**Required task**
Reproduce each of the entries below word for word, without changing anything.
::::
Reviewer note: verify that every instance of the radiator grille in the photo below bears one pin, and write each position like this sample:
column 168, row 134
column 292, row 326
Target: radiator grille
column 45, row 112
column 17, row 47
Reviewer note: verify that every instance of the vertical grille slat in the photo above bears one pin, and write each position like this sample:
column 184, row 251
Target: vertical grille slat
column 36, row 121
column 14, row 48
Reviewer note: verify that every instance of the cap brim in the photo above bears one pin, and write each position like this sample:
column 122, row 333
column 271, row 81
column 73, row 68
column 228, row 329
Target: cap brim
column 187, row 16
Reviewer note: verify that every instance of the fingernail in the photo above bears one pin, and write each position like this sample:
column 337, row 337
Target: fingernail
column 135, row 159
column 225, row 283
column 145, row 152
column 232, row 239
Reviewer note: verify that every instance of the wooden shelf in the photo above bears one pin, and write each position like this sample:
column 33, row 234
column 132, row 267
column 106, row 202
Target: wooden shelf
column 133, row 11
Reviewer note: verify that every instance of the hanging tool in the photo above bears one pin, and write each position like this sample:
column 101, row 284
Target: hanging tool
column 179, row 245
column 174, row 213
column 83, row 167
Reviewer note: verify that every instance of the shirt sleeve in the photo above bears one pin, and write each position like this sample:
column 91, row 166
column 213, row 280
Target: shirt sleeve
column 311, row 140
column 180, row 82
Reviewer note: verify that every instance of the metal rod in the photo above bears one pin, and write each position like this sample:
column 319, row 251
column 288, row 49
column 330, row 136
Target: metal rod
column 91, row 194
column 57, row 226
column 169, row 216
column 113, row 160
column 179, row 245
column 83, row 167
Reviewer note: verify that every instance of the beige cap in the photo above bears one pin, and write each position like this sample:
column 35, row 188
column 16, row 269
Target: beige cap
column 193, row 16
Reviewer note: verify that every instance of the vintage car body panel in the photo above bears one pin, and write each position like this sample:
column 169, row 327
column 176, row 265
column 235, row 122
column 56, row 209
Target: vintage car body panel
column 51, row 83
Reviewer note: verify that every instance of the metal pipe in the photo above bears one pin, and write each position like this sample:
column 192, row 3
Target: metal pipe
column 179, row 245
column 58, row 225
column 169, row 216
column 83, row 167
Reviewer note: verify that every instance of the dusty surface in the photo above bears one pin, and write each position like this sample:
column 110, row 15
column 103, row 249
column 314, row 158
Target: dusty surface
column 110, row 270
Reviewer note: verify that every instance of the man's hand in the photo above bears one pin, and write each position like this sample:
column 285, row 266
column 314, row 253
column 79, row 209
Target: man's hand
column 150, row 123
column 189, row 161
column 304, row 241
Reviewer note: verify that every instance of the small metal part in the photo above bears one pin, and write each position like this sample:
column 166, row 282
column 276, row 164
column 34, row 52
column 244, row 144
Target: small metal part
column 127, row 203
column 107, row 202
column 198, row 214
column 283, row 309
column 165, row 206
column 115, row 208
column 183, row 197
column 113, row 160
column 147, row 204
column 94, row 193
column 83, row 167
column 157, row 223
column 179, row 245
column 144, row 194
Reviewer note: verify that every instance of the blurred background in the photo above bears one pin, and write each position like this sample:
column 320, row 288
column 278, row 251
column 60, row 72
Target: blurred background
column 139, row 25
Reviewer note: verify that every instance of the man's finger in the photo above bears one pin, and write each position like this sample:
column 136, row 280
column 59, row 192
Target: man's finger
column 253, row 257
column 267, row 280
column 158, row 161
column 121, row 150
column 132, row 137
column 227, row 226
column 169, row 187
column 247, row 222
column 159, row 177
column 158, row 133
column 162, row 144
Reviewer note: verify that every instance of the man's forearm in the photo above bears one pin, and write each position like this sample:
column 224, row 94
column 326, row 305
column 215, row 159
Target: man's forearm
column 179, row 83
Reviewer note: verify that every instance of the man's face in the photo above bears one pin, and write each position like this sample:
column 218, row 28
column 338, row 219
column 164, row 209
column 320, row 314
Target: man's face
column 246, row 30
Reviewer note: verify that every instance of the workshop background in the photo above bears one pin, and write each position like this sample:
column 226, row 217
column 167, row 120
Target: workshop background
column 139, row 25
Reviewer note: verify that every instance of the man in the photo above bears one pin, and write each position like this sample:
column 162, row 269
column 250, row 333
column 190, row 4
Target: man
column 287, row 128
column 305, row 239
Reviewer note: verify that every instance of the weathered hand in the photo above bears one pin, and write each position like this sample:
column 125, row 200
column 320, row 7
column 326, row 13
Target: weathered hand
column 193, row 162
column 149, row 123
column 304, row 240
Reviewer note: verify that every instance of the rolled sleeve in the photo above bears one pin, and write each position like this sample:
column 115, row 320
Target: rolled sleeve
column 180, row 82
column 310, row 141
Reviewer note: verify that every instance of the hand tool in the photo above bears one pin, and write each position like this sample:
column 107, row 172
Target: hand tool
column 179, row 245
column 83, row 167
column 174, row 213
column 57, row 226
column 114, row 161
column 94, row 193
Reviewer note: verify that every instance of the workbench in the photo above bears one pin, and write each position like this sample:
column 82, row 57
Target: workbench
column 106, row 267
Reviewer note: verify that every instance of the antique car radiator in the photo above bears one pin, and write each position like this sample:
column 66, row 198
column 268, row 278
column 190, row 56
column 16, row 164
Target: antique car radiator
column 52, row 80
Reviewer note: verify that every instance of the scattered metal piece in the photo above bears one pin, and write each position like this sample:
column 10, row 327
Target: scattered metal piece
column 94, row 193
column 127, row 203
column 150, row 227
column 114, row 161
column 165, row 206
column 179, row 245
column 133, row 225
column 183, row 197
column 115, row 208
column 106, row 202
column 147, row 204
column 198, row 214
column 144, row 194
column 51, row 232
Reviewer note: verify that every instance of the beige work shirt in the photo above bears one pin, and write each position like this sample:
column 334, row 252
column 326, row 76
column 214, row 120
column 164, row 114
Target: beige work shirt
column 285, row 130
::::
**Solution below**
Reviewer note: verify that every instance of the radiator grille in the photo below bears one pin, and write each position like this sample:
column 168, row 134
column 292, row 326
Target: radiator grille
column 45, row 112
column 17, row 47
Reviewer note: verify that every instance of the vertical grille slat in the photo above bears one pin, and write each position like this sample:
column 184, row 251
Target: vertical grille slat
column 36, row 121
column 14, row 48
Reviewer note: verify that every instance of the cap brim in the photo above bears one pin, and write each position like this sample:
column 122, row 333
column 271, row 81
column 73, row 68
column 228, row 329
Target: cap brim
column 187, row 16
Reviewer note: verify that every instance of the fingernail in the photo above bears one pin, and write each position like this sample:
column 337, row 337
Target: fingernail
column 135, row 159
column 225, row 283
column 145, row 152
column 232, row 239
Reviewer note: verify that every instance of the wooden shelf in the photo above bears one pin, and write each position like this sample:
column 33, row 234
column 132, row 267
column 106, row 202
Target: wooden shelf
column 133, row 11
Reviewer note: verify that every instance of the hanging tool in the photo above bears one pin, and write each position like this sample:
column 101, row 284
Target: hanging tool
column 179, row 245
column 174, row 213
column 83, row 167
Reviewer note: verify that every instance of the shirt sleeve in the photo above bears one pin, and write each position like this sample:
column 91, row 166
column 213, row 280
Target: shirt sleeve
column 311, row 140
column 180, row 82
Reviewer note: verify that every instance of the metal rod in the photo above bears one pin, and write each position like this sample:
column 319, row 251
column 288, row 49
column 330, row 136
Target: metal rod
column 91, row 194
column 57, row 226
column 169, row 216
column 113, row 160
column 179, row 245
column 83, row 167
Reviewer note: verify that every instance of the beige cap in the photo above bears one pin, and write each position like this sample:
column 35, row 188
column 16, row 269
Target: beige cap
column 193, row 16
Reviewer note: verify that every instance of the vintage car body panel in the photo above bears one pin, and write each position like this sample:
column 169, row 327
column 176, row 265
column 235, row 122
column 56, row 209
Target: vintage car body panel
column 51, row 83
Reviewer note: verify that every instance of the metal pipe in the photo above bears one pin, and write each position like this sample:
column 192, row 3
Target: metal pipe
column 179, row 245
column 58, row 225
column 169, row 216
column 83, row 167
Reviewer note: verify that every instance of the dusty surface in the photo above bears one pin, and write each position like this sample:
column 110, row 15
column 103, row 249
column 314, row 158
Target: dusty surface
column 110, row 270
Reviewer note: verify that every instance of the man's hand in the photo above bears one pin, and write each position like this sample:
column 285, row 266
column 314, row 253
column 79, row 209
Target: man's hand
column 150, row 123
column 189, row 161
column 304, row 241
Reviewer note: verify that every instance of the small metal part in the photo above bears one pin, and write each position like this sample:
column 166, row 282
column 276, row 164
column 34, row 52
column 244, row 144
Target: small metal part
column 127, row 203
column 107, row 202
column 198, row 214
column 283, row 309
column 165, row 206
column 115, row 208
column 183, row 197
column 113, row 160
column 147, row 204
column 94, row 193
column 83, row 167
column 157, row 223
column 179, row 245
column 144, row 194
Reviewer note: verify that every instance of the blurred background in the photo above bears one pin, and write each position like this sample:
column 320, row 288
column 278, row 251
column 60, row 72
Target: blurred background
column 139, row 25
Reviewer note: verify that every instance of the man's finger in the photo above bears one pin, and write each position like this sample:
column 136, row 280
column 59, row 192
Target: man's finger
column 253, row 257
column 267, row 280
column 158, row 161
column 121, row 150
column 132, row 137
column 227, row 226
column 169, row 187
column 247, row 222
column 159, row 177
column 158, row 133
column 162, row 144
Reviewer note: verify that every instance of the man's forearm in the photo above bears one pin, and write each position like this sample:
column 224, row 94
column 326, row 305
column 215, row 159
Target: man's forearm
column 179, row 83
Reviewer note: verify that every instance of the man's face in the photo above bears one pin, and write each position like this sample:
column 218, row 28
column 338, row 219
column 164, row 209
column 320, row 314
Target: man's face
column 246, row 30
Reviewer note: verify that every instance of the workshop background in the photo above bears one pin, and write each position like this sample:
column 226, row 217
column 167, row 120
Target: workshop background
column 139, row 25
Reviewer note: verify that every instance of the man in the photo above bears one pin, and write each position like this sample:
column 162, row 269
column 250, row 333
column 190, row 4
Target: man
column 287, row 128
column 305, row 239
Reviewer note: verify that every instance of the weathered hand in the photo above bears one pin, and write each position like this sample:
column 125, row 200
column 320, row 7
column 326, row 13
Target: weathered hand
column 193, row 162
column 149, row 123
column 304, row 240
Reviewer note: verify that every instance of the rolled sleeve in the photo above bears one pin, and write each position like this sample:
column 115, row 320
Target: rolled sleeve
column 180, row 82
column 310, row 141
Reviewer note: verify that every instance of the hand tool in the photo above bears one pin, and write each position like this sample:
column 107, row 172
Target: hand tool
column 179, row 245
column 83, row 167
column 174, row 213
column 57, row 226
column 114, row 161
column 94, row 193
Reviewer note: verify that every instance of the workbench in the photo above bears one pin, and write each position like this sample:
column 82, row 57
Target: workbench
column 106, row 267
Reviewer note: verify that every instance of the antique car radiator in the photo above bears one pin, and write each position like this sample:
column 66, row 198
column 268, row 278
column 190, row 56
column 16, row 164
Target: antique car radiator
column 52, row 80
Reviewer note: verify that every instance of the scattered metal piece in the photo above bears one pin, and write each position like this sample:
column 10, row 327
Target: scattered metal piece
column 94, row 193
column 127, row 203
column 150, row 227
column 114, row 161
column 165, row 206
column 179, row 245
column 133, row 225
column 183, row 197
column 115, row 208
column 106, row 202
column 147, row 204
column 198, row 214
column 144, row 194
column 51, row 232
Reviewer note: verify that every instance of the beige work shirt in the photo above bears one pin, and write each position like this sample:
column 334, row 252
column 326, row 76
column 214, row 120
column 164, row 114
Target: beige work shirt
column 285, row 130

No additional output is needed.